> **Records**
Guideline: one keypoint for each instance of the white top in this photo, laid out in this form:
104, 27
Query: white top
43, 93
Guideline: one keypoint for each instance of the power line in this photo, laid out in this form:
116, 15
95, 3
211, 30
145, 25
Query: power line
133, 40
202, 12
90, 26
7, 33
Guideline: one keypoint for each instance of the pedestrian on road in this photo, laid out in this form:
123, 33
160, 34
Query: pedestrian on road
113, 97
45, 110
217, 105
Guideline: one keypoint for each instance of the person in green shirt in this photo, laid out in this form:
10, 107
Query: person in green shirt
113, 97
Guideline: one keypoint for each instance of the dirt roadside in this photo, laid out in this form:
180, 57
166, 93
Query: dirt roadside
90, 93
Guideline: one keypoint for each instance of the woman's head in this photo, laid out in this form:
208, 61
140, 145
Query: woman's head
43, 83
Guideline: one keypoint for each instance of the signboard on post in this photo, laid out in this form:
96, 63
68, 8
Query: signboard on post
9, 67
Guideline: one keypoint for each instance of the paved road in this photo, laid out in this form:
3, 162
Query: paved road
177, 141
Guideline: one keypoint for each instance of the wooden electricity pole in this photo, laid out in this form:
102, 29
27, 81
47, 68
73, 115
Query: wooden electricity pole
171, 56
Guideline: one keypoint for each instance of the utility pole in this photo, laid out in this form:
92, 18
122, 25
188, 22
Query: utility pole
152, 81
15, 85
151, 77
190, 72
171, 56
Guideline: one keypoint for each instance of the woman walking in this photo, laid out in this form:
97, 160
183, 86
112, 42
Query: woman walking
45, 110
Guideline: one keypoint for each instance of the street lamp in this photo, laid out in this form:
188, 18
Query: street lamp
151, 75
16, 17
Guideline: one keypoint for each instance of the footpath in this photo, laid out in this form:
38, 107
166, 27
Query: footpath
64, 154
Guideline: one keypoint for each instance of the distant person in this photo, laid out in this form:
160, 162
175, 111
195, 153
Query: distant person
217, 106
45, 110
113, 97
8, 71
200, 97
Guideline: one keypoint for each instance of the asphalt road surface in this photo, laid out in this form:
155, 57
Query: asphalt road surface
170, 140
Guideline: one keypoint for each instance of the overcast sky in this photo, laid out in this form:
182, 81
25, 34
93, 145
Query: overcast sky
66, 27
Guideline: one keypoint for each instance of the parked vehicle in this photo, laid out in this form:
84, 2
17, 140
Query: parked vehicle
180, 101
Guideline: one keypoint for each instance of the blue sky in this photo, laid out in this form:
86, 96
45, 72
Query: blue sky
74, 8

> **Direction**
Set down, word for word, only the lines running from the line with "Guideline: one keypoint for each instance of the woman's" to the last line of the listing above. Both of those lines belong in your answer.

> **Written response**
Guideline: one keypoint for each instance of the woman's head in this photo, laid out in this form:
208, 61
140, 145
Query: woman's head
43, 83
Guideline: one keypoint for each instance of the signboard on post in this photo, laid out in this form:
96, 63
68, 8
Query: signboard on post
9, 67
Guideline: one keypoint for each instance of the paved road in this photo, laid out in this form:
3, 162
Query: paved road
177, 141
Guideline: one keypoint for each instance of the wooden electricity pole in this photo, laid out in this form:
102, 29
27, 81
47, 68
73, 115
Query: wooden electricity pole
171, 56
Guideline: one keypoint for each instance of the utility pole in this photo, laid out in this form:
92, 18
122, 25
188, 22
Query: utility pole
152, 81
15, 85
151, 77
190, 72
171, 56
Guideline: one keypoint for each instance of the woman walking in this photo, laid out in this form:
97, 160
183, 86
112, 42
Query: woman walking
45, 110
Guideline: one keypoint for each instance of the street lamp in this photo, laid out in this form:
188, 18
Query: street lamp
151, 75
16, 17
Guideline: one keypoint for each instance of the footpath in this photo, laid out in this form:
38, 107
166, 27
Query: footpath
64, 154
Guideline: one keypoint for each instance of the distant person in this photo, laid out in this form:
160, 162
175, 111
195, 153
Query: distant person
217, 106
45, 110
113, 97
8, 71
200, 97
Guideline: one keypoint for each instance of the asphalt road surface in this photo, laid out in this form:
155, 57
Query: asphalt road surface
170, 140
Guideline: one keypoint for each instance of the overcast sky in this photo, laid out in this form:
182, 81
25, 34
93, 145
Query: overcast sky
66, 27
Guideline: one keypoint for each instance of the parked vehicle in this photo, laid out in this form:
84, 2
17, 140
Query: parked vehicle
180, 101
Guideline: one keypoint for each instance of the blue sky in this photo, laid out in this form:
86, 96
45, 72
Query: blue sky
74, 8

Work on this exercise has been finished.